■ **INSTRUCTIONS TO FOLLOW**
All the data should come back exactly as it was given.
<<<<
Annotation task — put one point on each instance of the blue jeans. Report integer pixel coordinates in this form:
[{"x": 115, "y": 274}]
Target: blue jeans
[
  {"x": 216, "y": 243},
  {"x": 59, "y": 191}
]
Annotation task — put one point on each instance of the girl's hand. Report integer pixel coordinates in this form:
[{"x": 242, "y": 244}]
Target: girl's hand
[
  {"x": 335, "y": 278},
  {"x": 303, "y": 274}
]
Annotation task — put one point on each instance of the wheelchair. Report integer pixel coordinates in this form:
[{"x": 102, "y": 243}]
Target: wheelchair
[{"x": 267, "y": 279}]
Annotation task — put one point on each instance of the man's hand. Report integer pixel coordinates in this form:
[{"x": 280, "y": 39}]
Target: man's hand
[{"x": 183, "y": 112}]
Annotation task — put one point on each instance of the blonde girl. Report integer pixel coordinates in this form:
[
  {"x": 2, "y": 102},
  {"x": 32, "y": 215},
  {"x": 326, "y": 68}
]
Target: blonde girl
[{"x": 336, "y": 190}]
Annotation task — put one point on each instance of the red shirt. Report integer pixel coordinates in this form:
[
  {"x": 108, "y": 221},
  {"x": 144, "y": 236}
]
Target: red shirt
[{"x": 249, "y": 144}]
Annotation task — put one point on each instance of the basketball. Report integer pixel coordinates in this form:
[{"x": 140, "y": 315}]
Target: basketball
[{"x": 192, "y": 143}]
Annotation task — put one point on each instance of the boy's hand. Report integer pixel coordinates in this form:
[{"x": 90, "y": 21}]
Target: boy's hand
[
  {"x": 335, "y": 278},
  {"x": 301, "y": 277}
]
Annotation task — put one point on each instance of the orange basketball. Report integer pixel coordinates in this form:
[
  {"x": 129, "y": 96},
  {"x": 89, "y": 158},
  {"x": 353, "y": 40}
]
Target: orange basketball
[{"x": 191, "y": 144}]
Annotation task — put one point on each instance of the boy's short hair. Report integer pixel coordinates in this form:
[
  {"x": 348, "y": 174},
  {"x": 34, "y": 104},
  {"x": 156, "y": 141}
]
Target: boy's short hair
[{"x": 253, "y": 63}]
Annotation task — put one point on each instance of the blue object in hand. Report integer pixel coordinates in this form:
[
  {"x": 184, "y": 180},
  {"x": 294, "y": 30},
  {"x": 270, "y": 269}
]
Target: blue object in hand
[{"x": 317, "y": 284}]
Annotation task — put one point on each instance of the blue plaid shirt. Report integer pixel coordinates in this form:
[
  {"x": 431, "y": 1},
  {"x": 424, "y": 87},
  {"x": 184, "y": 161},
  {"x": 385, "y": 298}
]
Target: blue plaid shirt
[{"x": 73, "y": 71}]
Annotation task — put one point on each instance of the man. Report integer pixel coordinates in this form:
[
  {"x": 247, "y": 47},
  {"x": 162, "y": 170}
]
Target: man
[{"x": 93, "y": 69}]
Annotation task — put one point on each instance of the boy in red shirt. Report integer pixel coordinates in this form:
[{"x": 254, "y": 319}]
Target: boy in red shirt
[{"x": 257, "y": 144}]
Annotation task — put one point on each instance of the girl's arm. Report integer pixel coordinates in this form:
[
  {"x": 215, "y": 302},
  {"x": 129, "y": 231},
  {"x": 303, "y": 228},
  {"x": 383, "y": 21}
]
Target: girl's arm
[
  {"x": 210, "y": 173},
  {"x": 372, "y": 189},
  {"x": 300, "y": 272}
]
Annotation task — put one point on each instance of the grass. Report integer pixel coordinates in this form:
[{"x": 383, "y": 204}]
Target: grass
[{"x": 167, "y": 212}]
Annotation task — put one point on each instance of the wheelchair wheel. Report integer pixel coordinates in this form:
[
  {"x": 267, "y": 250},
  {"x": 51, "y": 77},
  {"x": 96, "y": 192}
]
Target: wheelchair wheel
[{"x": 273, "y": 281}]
>>>>
■ **COMPLETE RESPONSE**
Annotation task — put one point on each instance of the blue jeans. Report integer pixel coordinates in this form:
[{"x": 115, "y": 274}]
Target: blue jeans
[
  {"x": 216, "y": 243},
  {"x": 59, "y": 191}
]
Annotation task — put one point on each instance of the girl's hand. Report integer pixel coordinates in this form:
[{"x": 242, "y": 244}]
Target: girl's hand
[
  {"x": 335, "y": 278},
  {"x": 303, "y": 274}
]
Annotation task — put one point on each instance of the wheelchair. Report integer pixel coordinates in this form:
[{"x": 102, "y": 243}]
Target: wheelchair
[{"x": 267, "y": 279}]
Annotation task — put one point on each instance of the man's hand. Report integer pixel coordinates in this form:
[{"x": 280, "y": 39}]
Target: man's hand
[{"x": 183, "y": 112}]
Annotation task — put one point on each instance of the blonde girl. Report integer pixel coordinates in this form:
[
  {"x": 2, "y": 102},
  {"x": 32, "y": 215},
  {"x": 326, "y": 68}
]
Target: blonde girl
[{"x": 336, "y": 190}]
Annotation task — put one point on each instance of the red shirt. Report integer pixel coordinates in this form:
[
  {"x": 108, "y": 221},
  {"x": 144, "y": 236}
]
Target: red shirt
[{"x": 249, "y": 144}]
Annotation task — put one point on each instance of the basketball. Report integer pixel coordinates in this form:
[{"x": 140, "y": 315}]
Target: basketball
[{"x": 192, "y": 143}]
Annotation task — put one point on each instance of the boy's hand. Report integer pixel coordinates in this form:
[{"x": 90, "y": 21}]
Target: boy's hand
[
  {"x": 335, "y": 278},
  {"x": 301, "y": 277}
]
Annotation task — put one point on each instance of the orange basketball. Report integer pixel coordinates in this form:
[
  {"x": 129, "y": 96},
  {"x": 89, "y": 158},
  {"x": 353, "y": 40}
]
Target: orange basketball
[{"x": 191, "y": 144}]
Annotation task — put one point on each instance of the boy's short hair. Report integer pixel coordinates in this form:
[
  {"x": 348, "y": 174},
  {"x": 34, "y": 104},
  {"x": 156, "y": 141}
]
Target: boy's short hair
[{"x": 253, "y": 63}]
Annotation task — put one point on each instance of the blue object in hand. Report integer pixel coordinates in this form:
[
  {"x": 184, "y": 180},
  {"x": 294, "y": 30},
  {"x": 270, "y": 269}
]
Target: blue object in hand
[{"x": 317, "y": 284}]
Annotation task — put one point on each instance of the blue plaid shirt. Report integer pixel coordinates in this form:
[
  {"x": 431, "y": 1},
  {"x": 424, "y": 87},
  {"x": 184, "y": 161},
  {"x": 385, "y": 298}
]
Target: blue plaid shirt
[{"x": 73, "y": 71}]
Annotation task — put one point on each instance of the man. Report integer pixel coordinates in this form:
[
  {"x": 247, "y": 47},
  {"x": 162, "y": 170}
]
Target: man
[{"x": 93, "y": 69}]
Annotation task — put one point on each instance of the boy in red shirt. Report integer pixel coordinates in this form:
[{"x": 254, "y": 319}]
Target: boy in red shirt
[{"x": 257, "y": 144}]
Annotation task — put one point on each instance of the girl's arm. Report integer pixel coordinates in this form:
[
  {"x": 215, "y": 302},
  {"x": 129, "y": 231},
  {"x": 303, "y": 228},
  {"x": 383, "y": 21}
]
Target: girl's arm
[
  {"x": 210, "y": 173},
  {"x": 372, "y": 189},
  {"x": 300, "y": 272}
]
Annotation task — put one point on each instance of the grass. Report integer pixel coordinates in this form:
[{"x": 383, "y": 204}]
Target: grass
[{"x": 167, "y": 212}]
Annotation task — put one point on each instance of the wheelchair wheel. Report integer pixel coordinates in this form:
[
  {"x": 267, "y": 250},
  {"x": 51, "y": 77},
  {"x": 96, "y": 192}
]
Target: wheelchair wheel
[{"x": 273, "y": 281}]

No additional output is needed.